▶ **TASK TO CARRY OUT**
Pictures stay out; please output the remaining data exactly.

═════ RECORDS ═════

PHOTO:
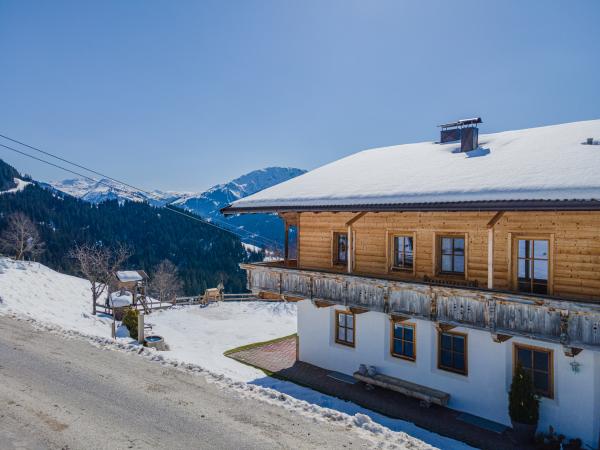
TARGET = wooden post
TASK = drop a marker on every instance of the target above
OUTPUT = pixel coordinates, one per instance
(490, 227)
(141, 328)
(490, 258)
(286, 237)
(350, 256)
(349, 249)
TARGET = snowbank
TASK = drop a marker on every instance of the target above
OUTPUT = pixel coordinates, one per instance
(21, 184)
(32, 290)
(120, 300)
(198, 337)
(546, 163)
(201, 335)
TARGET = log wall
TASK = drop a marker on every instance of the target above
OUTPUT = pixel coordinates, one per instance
(574, 238)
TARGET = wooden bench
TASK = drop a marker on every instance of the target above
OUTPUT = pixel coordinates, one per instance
(423, 393)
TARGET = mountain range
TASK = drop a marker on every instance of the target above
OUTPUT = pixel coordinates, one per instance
(203, 254)
(261, 230)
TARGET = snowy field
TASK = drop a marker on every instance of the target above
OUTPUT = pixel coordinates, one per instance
(195, 335)
(197, 338)
(201, 335)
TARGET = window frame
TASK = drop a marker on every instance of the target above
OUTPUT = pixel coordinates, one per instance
(391, 236)
(465, 353)
(516, 346)
(403, 323)
(346, 343)
(334, 248)
(513, 263)
(438, 236)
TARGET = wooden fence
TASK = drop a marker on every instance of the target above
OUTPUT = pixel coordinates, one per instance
(190, 300)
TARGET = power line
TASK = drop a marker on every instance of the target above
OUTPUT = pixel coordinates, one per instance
(168, 207)
(233, 229)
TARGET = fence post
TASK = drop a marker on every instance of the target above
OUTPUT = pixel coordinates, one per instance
(141, 328)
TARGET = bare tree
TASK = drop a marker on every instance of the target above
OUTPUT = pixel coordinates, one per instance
(165, 284)
(98, 263)
(21, 237)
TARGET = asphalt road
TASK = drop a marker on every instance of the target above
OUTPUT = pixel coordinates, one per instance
(67, 394)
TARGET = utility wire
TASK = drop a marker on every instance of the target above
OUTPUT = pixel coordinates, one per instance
(256, 238)
(235, 230)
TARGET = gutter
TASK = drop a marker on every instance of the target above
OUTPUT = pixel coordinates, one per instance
(492, 205)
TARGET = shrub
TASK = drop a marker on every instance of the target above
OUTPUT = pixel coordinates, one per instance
(130, 321)
(553, 441)
(523, 404)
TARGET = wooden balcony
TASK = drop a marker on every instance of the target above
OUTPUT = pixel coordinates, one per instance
(573, 324)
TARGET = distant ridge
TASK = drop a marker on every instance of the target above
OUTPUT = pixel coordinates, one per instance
(206, 204)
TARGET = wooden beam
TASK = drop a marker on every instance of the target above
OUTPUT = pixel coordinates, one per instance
(495, 219)
(322, 304)
(350, 256)
(499, 338)
(443, 327)
(490, 227)
(349, 249)
(571, 351)
(355, 218)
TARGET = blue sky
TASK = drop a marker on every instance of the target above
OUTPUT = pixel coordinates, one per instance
(183, 95)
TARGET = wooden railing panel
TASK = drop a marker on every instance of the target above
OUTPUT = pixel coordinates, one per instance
(414, 301)
(296, 284)
(365, 294)
(465, 309)
(330, 288)
(570, 323)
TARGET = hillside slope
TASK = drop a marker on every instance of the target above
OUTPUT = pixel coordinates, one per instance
(260, 230)
(267, 227)
(203, 254)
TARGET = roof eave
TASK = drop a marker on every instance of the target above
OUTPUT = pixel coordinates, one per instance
(495, 205)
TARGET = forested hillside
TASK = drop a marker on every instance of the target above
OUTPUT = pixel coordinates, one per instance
(203, 254)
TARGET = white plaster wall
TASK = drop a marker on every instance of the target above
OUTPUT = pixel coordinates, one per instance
(574, 411)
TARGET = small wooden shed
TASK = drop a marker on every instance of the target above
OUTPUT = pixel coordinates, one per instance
(134, 281)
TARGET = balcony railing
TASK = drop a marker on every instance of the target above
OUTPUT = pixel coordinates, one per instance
(575, 325)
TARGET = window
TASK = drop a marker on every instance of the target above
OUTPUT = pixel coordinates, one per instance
(403, 253)
(452, 352)
(344, 328)
(538, 362)
(403, 340)
(340, 248)
(532, 265)
(452, 255)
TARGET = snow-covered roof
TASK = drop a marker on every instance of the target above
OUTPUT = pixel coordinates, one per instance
(120, 299)
(129, 275)
(524, 166)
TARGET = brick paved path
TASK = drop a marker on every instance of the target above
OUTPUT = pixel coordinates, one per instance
(273, 357)
(280, 358)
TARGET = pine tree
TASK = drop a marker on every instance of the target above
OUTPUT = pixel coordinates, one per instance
(523, 406)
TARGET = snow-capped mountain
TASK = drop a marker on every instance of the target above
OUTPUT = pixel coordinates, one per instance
(211, 201)
(263, 230)
(105, 189)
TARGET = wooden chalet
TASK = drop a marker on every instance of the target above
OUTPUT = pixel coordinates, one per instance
(445, 263)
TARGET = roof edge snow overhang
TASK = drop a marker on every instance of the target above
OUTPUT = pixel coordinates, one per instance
(495, 205)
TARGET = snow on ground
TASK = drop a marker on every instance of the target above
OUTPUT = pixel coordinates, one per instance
(201, 335)
(21, 184)
(538, 163)
(251, 248)
(32, 290)
(197, 338)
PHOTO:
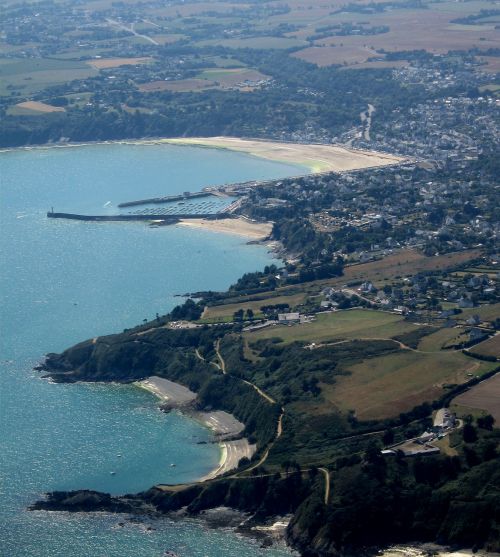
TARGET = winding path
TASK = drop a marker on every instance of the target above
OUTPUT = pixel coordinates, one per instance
(326, 473)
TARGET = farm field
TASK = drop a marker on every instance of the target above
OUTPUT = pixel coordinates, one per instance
(213, 313)
(385, 386)
(106, 63)
(408, 29)
(255, 42)
(31, 75)
(440, 339)
(485, 396)
(351, 324)
(34, 107)
(487, 312)
(214, 78)
(489, 347)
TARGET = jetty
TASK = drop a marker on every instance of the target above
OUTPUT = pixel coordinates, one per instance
(166, 199)
(166, 219)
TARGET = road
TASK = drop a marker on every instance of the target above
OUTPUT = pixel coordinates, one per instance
(326, 473)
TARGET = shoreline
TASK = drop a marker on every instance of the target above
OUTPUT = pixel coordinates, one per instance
(255, 231)
(313, 158)
(225, 426)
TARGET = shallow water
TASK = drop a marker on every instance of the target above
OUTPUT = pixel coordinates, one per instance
(64, 281)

═════

▶ **SOLUTION**
PHOTO:
TARGET = wooden post
TASK = drop a marker on every instance of the target above
OUTPUT = pixel coordinates, one per instance
(490, 227)
(141, 328)
(490, 258)
(286, 237)
(350, 256)
(349, 249)
TARGET = snowbank
TASK = drop a marker on every instance of the target above
OUTPUT = pixel coordinates, one per instance
(21, 184)
(32, 290)
(120, 300)
(198, 337)
(546, 163)
(201, 335)
TARGET = log wall
TASK = drop a marker on every instance of the target above
OUTPUT = pixel coordinates, one per instance
(574, 238)
TARGET = wooden bench
TASK = drop a marker on every instance of the target above
OUTPUT = pixel coordinates, one per instance
(423, 393)
TARGET = mountain range
TASK = drop a marker on every instance of the target above
OUTPUT = pixel coordinates, one per instance
(203, 254)
(261, 230)
TARGET = snowy field
TASK = drop a marker on every instance of the target above
OUTPUT = pixel coordinates, one per instance
(195, 335)
(197, 338)
(201, 335)
TARGET = window frame
TASK = drop a marker on every instance of the target above
OUTPUT = pixel coordinates, one per instance
(391, 236)
(465, 353)
(516, 346)
(403, 323)
(346, 343)
(334, 248)
(513, 263)
(438, 236)
TARGET = wooden fence
TASK = drop a marker on every instance of the target above
OUTPUT = pixel coordinates, one per instance
(190, 300)
TARGET = power line
TASK = drop a marker on every instance of the target above
OUTPUT = pixel coordinates, one per instance
(168, 207)
(233, 229)
TARGET = fence post
TASK = drop a marker on every instance of the target above
OUTPUT = pixel coordinates, one per instance
(141, 328)
TARGET = bare tree
TASK = drop a marker on every instance of the target above
OUTPUT = pixel coordinates, one per instance
(165, 284)
(98, 263)
(21, 237)
TARGET = asphalt road
TASK = drop a marker on every instance of the target above
OUTPUT = pixel coordinates, one per instance
(67, 394)
TARGET = utility wire
TASK = drop a marker on every instance of the target above
OUTPUT = pixel coordinates, one per instance
(256, 238)
(235, 230)
TARGET = gutter
TASK = drop a marker on every instance of the target above
OUTPUT = pixel coordinates, one per instance
(492, 205)
TARGET = shrub
TASK = drop a marker on every instance of the target above
OUTPUT = pixel coordinates, one per instance
(130, 321)
(553, 441)
(523, 404)
TARGET = wooden balcony
TASK = drop a marker on every instance of the target above
OUTPUT = pixel coordinates, one per instance
(573, 324)
TARGET = distant ridge
TASK = drop a marker on every instance of the target above
OUTPUT = pixel coordinates, one per instance
(206, 204)
TARGET = wooden beam
TASK = drop a marker on every instance of the target above
OUTPUT = pixel coordinates, one per instance
(495, 219)
(322, 304)
(350, 256)
(499, 338)
(443, 327)
(490, 227)
(349, 249)
(571, 351)
(355, 218)
TARGET = blue sky
TASK = drop a marker on every instance of the target above
OUTPUT = pixel coordinates, one per instance
(183, 95)
TARGET = wooden railing panel
TASK = drop a marker on every instance of the target above
OUTPUT = pixel coordinates, one per instance
(414, 301)
(296, 284)
(365, 294)
(465, 309)
(330, 288)
(570, 323)
TARGET = hillside slope
TASK = drop a marker on every instance of the target above
OUTPUT = pixel coordinates, one per instance
(260, 230)
(267, 227)
(203, 254)
TARGET = roof eave
TASK = drop a marker on every instance of the target above
OUTPUT = pixel coordinates, one per instance
(495, 205)
TARGET = forested hillside
TASK = drop a marker on every instance of the target above
OUTPUT = pixel coordinates, one per instance
(203, 254)
TARGET = white plaster wall
TASK = drop a marker on every instance of the target above
OUTPUT = pixel coordinates, one per instance
(574, 411)
TARGET = small wooden shed
TASK = drop a marker on every instance of the target above
OUTPUT = pixel coordinates, one per instance
(134, 281)
TARGET = balcony railing
TASK = drop a marker on every instance of the target above
OUTPUT = pixel coordinates, one per instance
(575, 325)
TARGET = window
TASK = drop a marker on every instance of the target above
OUTPUT = pixel coordinates, one per instance
(403, 253)
(452, 352)
(344, 328)
(538, 362)
(403, 340)
(340, 248)
(532, 265)
(452, 255)
TARGET = snow-covered roof
TASK = drop a marker on every instance of the target above
OUTPUT = pixel coordinates, one per instance
(120, 299)
(129, 275)
(524, 166)
TARGET = brick paved path
TASK = drop a marker on every instance of the target above
OUTPUT = pixel coordinates, one per instance
(273, 357)
(280, 358)
TARGET = pine tree
TASK = drop a marker on every instance of the target above
OUTPUT = pixel coordinates, one per instance
(523, 406)
TARGET = snow-capped mountain
TASK = drop a marker on every instance of the target above
OUTPUT = pixel coordinates, one per instance
(211, 201)
(263, 230)
(105, 189)
TARGET = wooden chalet
TASK = drop a marker on every instance of the target above
OUTPUT = pixel coordinates, one per instance
(445, 263)
TARGET = roof edge snow overhang
TASK = drop a marker on every instance of the target above
OUTPUT = pixel coordinates, one per instance
(495, 205)
TARGET = snow on ground
TASK = drop a marker on every instance of the target above
OUTPUT = pixel coordinates, one per instance
(201, 335)
(21, 184)
(538, 163)
(251, 248)
(32, 290)
(197, 338)
PHOTO:
TARGET = winding path
TASK = drop a marker on every instance of the target above
OUTPUT = pixel coordinates, one per instance
(326, 473)
TARGET = farm field
TASK = drop a marker on every instance of the target above
OUTPUT = pixel coordinates, one per instance
(213, 313)
(385, 386)
(106, 63)
(408, 29)
(255, 42)
(31, 75)
(440, 339)
(485, 396)
(351, 324)
(34, 107)
(487, 312)
(214, 78)
(489, 347)
TARGET = jetty
TASK = drop a marker on every instance of the target above
OUTPUT = pixel coordinates, one per instance
(166, 199)
(166, 219)
TARGET = road
TASK = drop a marker on every instance of the target above
OUTPUT = pixel coordinates, one per instance
(326, 473)
TARGET = shoreline
TASK = drop a marker on every instance of the target above
OUTPUT = pixel coordinates, one per instance
(255, 231)
(313, 158)
(225, 426)
TARGET = shallow water
TASK = drop a marker on every instance of the target above
OUTPUT = pixel coordinates, one per instance
(64, 281)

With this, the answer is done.